■ **Questions to answer**:
• a. Reproduce the part of the passage on telling parents about a pregnancy starting at "Before talking to your parents, think" and ending at "for your parents.".
• b. Carry on writing the passage on telling parents about a pregnancy from the point where it stops.

-- Document extract follows --

There are many signs and symptoms of pregnancy, but a pregnancy test can be one of the first indicators that you could be pregnant.

Before talking to your parents, think about what you want to say to them. It can be helpful to write down what you're feeling and thinking. Then, you can refer to what you have written when you have the conversation. 

Telling your parents you're pregnant can be one of the most challenging parts of teen pregnancy. There are some things you should take into consideration before talking to your parents:

  • They may be completely surprised and not react excitedly. Try to avoid getting defensive or escalating an argument. 
  • Your parents will likely want to know everything, starting with who the father is. If you have a relationship with your baby's father, ask him how he feels about this responsibility. Then, you'll have more answers for your parents. 
  • Show your parents that you have a plan and take responsibility for the pregnancy. These plans don't have to be permanent, but they help your parents see you're responsible for your actions. 
  • Remember, how you proceed with your pregnancy is your choice. Despite what your parents may say or insist on, it's your body. 
  • Prepare to listen in case your parents bring up things you have not thought about.

-- Document extract concluded --
-- Supplied material follows --

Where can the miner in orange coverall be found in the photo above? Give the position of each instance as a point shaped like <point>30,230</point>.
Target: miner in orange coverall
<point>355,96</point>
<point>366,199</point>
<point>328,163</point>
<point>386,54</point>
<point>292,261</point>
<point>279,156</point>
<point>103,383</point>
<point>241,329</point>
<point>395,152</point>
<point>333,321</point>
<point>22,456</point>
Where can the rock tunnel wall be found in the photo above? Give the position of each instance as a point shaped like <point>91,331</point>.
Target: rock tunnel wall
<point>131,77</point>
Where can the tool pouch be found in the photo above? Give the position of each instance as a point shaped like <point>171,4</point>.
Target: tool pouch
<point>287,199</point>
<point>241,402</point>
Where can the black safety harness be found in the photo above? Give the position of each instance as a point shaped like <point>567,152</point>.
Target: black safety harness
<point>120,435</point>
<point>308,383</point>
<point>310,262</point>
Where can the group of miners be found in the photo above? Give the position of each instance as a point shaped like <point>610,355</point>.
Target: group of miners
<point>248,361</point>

-- Supplied material concluded --

■ **Answers to the tasks**:
• a.
Before talking to your parents, think about what you want to say to them. It can be helpful to write down what you're feeling and thinking. Then, you can refer to what you have written when you have the conversation. 

Telling your parents you're pregnant can be one of the most challenging parts of teen pregnancy. There are some things you should take into consideration before talking to your parents:

  • They may be completely surprised and not react excitedly. Try to avoid getting defensive or escalating an argument. 
  • Your parents will likely want to know everything, starting with who the father is. If you have a relationship with your baby's father, ask him how he feels about this responsibility. Then, you'll have more answers for your parents.

• b.
When telling your parents you're pregnant, you'll be getting their first reaction. They haven't had time to process the news. It's possible they could be caught off-guard and feel: 

  • Angry
  • Disappointed
  • Confused
  • Surprised 

Try to avoid arguments or hurtful words. They will need time to think through what they feel and think.

Remaining calm through the conversation is one of the best restraints you can use when talking to your parents, especially if their initial reaction wasn’t what you hoped or expected. If necessary, don’t be afraid to take a short break or continue the conversation after everyone’s had the chance to process things. 

Regardless of what your parents, friends, or baby's father says, you have options, including: 

Parenting. While you may still be in high school or not have a job yet, you can still be a parent. Parenting during this stage of your life can be challenging but also rewarding. There are many programs available now to set up teen moms for success.

You'll need to talk to your baby's father and your family about your decision to raise your child. Ask them if they'll be involved in helping or if you'll need to seek child support from your baby's father. Ask your parents if you'll need to find a new home or if they'll help you raise your child in their home. This can be difficult to talk through, but it will help set you and your child up for success.

Adoption. If you don't believe you can give a child the life you want for them, you can consider adoption. Even people in long-term relationships or who are at a more advanced stage in their life will sometimes adopt. Finding the right adoption agency or adopting family can help cover the medical costs of your pregnancy and ensure that your child goes to a good home.

Abortion. Depending on your location and how many weeks along you are, abortion is an option. Your options will vary from state to state. If you're a minor, your parents may need to sign off on the procedure.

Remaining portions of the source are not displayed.